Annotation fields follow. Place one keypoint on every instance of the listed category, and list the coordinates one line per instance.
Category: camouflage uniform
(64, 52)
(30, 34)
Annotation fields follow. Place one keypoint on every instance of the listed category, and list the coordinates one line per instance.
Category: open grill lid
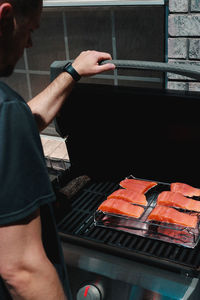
(116, 131)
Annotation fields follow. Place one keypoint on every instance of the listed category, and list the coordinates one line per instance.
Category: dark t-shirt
(24, 181)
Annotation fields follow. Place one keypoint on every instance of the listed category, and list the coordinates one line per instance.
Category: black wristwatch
(69, 69)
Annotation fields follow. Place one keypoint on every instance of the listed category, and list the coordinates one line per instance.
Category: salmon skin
(171, 215)
(118, 206)
(185, 189)
(174, 199)
(137, 185)
(130, 196)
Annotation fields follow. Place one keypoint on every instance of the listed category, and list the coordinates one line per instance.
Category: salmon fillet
(130, 196)
(185, 189)
(118, 206)
(174, 199)
(171, 215)
(140, 186)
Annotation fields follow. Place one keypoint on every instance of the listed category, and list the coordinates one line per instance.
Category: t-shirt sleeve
(24, 181)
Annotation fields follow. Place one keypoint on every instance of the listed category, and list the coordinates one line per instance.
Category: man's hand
(87, 63)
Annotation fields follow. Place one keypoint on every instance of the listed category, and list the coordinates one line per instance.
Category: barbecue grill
(112, 132)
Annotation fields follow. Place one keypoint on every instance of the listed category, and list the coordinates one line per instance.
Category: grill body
(112, 132)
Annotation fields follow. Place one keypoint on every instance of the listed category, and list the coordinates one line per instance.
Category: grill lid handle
(188, 70)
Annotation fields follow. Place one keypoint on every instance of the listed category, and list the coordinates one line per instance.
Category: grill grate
(78, 223)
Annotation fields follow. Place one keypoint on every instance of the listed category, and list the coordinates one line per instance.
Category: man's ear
(6, 18)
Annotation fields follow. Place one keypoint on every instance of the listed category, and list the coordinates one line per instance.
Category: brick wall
(184, 40)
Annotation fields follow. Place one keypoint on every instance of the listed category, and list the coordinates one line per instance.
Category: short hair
(24, 7)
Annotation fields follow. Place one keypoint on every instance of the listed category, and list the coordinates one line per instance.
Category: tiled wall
(184, 40)
(126, 32)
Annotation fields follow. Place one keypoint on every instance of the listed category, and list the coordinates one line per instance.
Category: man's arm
(46, 105)
(24, 266)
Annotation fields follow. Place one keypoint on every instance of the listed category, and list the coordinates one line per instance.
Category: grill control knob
(89, 292)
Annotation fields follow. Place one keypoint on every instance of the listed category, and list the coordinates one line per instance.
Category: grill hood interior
(113, 131)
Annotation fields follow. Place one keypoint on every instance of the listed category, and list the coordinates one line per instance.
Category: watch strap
(69, 69)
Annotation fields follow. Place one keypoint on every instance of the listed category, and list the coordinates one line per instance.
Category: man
(31, 261)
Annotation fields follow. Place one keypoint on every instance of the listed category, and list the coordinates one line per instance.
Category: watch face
(69, 69)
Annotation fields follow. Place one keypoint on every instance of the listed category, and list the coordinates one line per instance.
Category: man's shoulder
(7, 94)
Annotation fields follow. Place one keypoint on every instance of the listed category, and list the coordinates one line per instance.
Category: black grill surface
(78, 227)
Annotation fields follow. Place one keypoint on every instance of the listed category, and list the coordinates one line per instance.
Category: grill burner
(78, 226)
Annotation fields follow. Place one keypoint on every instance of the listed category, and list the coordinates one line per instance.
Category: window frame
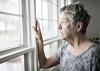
(27, 49)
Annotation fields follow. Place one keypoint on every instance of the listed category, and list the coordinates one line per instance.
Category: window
(46, 12)
(16, 20)
(10, 24)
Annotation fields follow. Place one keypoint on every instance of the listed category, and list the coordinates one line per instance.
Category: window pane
(10, 31)
(48, 28)
(11, 6)
(50, 49)
(46, 12)
(16, 64)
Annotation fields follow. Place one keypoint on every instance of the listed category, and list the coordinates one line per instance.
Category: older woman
(78, 53)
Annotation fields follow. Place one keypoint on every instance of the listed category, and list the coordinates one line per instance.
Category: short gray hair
(78, 13)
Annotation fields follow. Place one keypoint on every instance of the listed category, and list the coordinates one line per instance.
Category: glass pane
(46, 13)
(48, 28)
(10, 31)
(11, 6)
(46, 10)
(16, 64)
(38, 9)
(50, 49)
(49, 11)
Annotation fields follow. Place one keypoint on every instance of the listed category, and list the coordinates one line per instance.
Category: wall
(92, 6)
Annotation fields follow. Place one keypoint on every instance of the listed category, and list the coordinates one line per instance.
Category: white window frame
(28, 50)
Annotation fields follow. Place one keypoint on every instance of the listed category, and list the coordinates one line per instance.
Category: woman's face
(65, 28)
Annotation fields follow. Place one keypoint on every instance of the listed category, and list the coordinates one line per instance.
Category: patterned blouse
(87, 61)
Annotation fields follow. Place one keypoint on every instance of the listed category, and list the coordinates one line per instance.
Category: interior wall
(92, 6)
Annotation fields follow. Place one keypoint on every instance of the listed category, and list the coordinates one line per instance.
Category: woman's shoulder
(95, 49)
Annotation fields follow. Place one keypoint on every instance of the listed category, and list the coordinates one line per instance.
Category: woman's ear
(79, 26)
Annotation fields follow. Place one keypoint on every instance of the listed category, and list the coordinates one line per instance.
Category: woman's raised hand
(37, 32)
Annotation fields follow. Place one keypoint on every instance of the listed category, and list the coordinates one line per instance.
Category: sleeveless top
(87, 61)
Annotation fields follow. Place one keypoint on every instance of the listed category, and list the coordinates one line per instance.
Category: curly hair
(78, 14)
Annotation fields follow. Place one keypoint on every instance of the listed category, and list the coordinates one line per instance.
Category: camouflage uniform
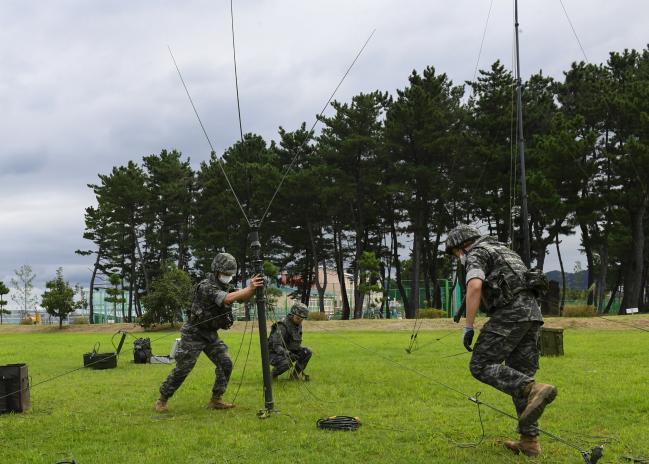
(511, 334)
(199, 334)
(285, 345)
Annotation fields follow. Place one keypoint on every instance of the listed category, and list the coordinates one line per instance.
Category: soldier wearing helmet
(506, 355)
(285, 344)
(210, 311)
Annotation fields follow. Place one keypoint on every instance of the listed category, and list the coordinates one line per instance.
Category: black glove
(468, 338)
(227, 320)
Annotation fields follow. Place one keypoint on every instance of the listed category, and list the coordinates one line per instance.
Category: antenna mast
(521, 149)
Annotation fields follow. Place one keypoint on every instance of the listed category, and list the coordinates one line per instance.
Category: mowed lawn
(107, 416)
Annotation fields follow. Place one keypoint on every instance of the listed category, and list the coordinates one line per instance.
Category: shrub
(317, 316)
(79, 320)
(579, 311)
(431, 313)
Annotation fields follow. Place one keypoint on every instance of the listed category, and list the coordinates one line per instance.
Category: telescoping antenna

# TASK INSTRUCTIONS
Keep only the lines of the records that contain the word "antenna" and drop all the others. Letter case matters.

# CORRECT OUTPUT
Category: antenna mast
Category: telescoping antenna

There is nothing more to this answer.